The news has already reported that about 80% of the passengers’ “next of kin” have been contacted. Family and friends have even gone to both locations’ airports to congregate for support and the latest news. It reminded me of when my mom told me that Ed was missing and how scared and helpless I felt. All of these people on that plane have people who love them but can’t do anything to help. And it’s just a matter of time that we find out whether they are still alive (doubtful at this point) or dead in some ocean, body of water, or forest. The pain they are feeling is something I am acutely aware of. The worst thing is when the only thing you can really do is wait – wait for news of an outcome that you have absolutely zero control over.
This morning, I had a phone interview with a mentoring organization to which I applied. One question I was asked pertained to how I would handle a situation in which I was assigned to a mentee who came from a very different ethnic/socioeconomic background, who may have spoken another language as a first language, and who also may have zero common interests with me.

== == ==

Aim 1
Answer these questions using the passage:
(a) About what share of the passengers' "next of kin" has the news reported as contacted?
(b) What memory did the situation bring back for the writer?
(c) What kind of organization conducted the phone interview this morning?
Aim 2
Reproduce the passage word for word between "This morning, I" and "interests with me.", inclusive.
The lines that come next are separate material, unrelated to the passage.

Supplied records

== == ==

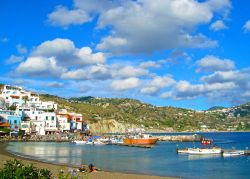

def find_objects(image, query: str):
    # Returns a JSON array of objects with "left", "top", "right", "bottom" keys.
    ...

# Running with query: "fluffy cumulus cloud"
[
  {"left": 48, "top": 0, "right": 231, "bottom": 54},
  {"left": 97, "top": 0, "right": 230, "bottom": 53},
  {"left": 16, "top": 57, "right": 66, "bottom": 77},
  {"left": 61, "top": 65, "right": 112, "bottom": 80},
  {"left": 112, "top": 65, "right": 149, "bottom": 78},
  {"left": 5, "top": 55, "right": 24, "bottom": 64},
  {"left": 243, "top": 20, "right": 250, "bottom": 32},
  {"left": 210, "top": 20, "right": 228, "bottom": 31},
  {"left": 48, "top": 6, "right": 91, "bottom": 28},
  {"left": 197, "top": 55, "right": 235, "bottom": 72},
  {"left": 111, "top": 77, "right": 140, "bottom": 91},
  {"left": 16, "top": 44, "right": 28, "bottom": 54},
  {"left": 141, "top": 76, "right": 175, "bottom": 95},
  {"left": 161, "top": 81, "right": 237, "bottom": 100},
  {"left": 31, "top": 38, "right": 106, "bottom": 67}
]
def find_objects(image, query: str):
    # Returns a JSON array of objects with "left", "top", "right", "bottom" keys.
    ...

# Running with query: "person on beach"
[{"left": 88, "top": 163, "right": 97, "bottom": 173}]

== == ==

Correct answer 1
(a) About 80%.
(b) The writer's mom saying that Ed was missing.
(c) A mentoring organization.

Correct answer 2
This morning, I had a phone interview with a mentoring organization to which I applied. One question I was asked pertained to how I would handle a situation in which I was assigned to a mentee who came from a very different ethnic/socioeconomic background, who may have spoken another language as a first language, and who also may have zero common interests with me.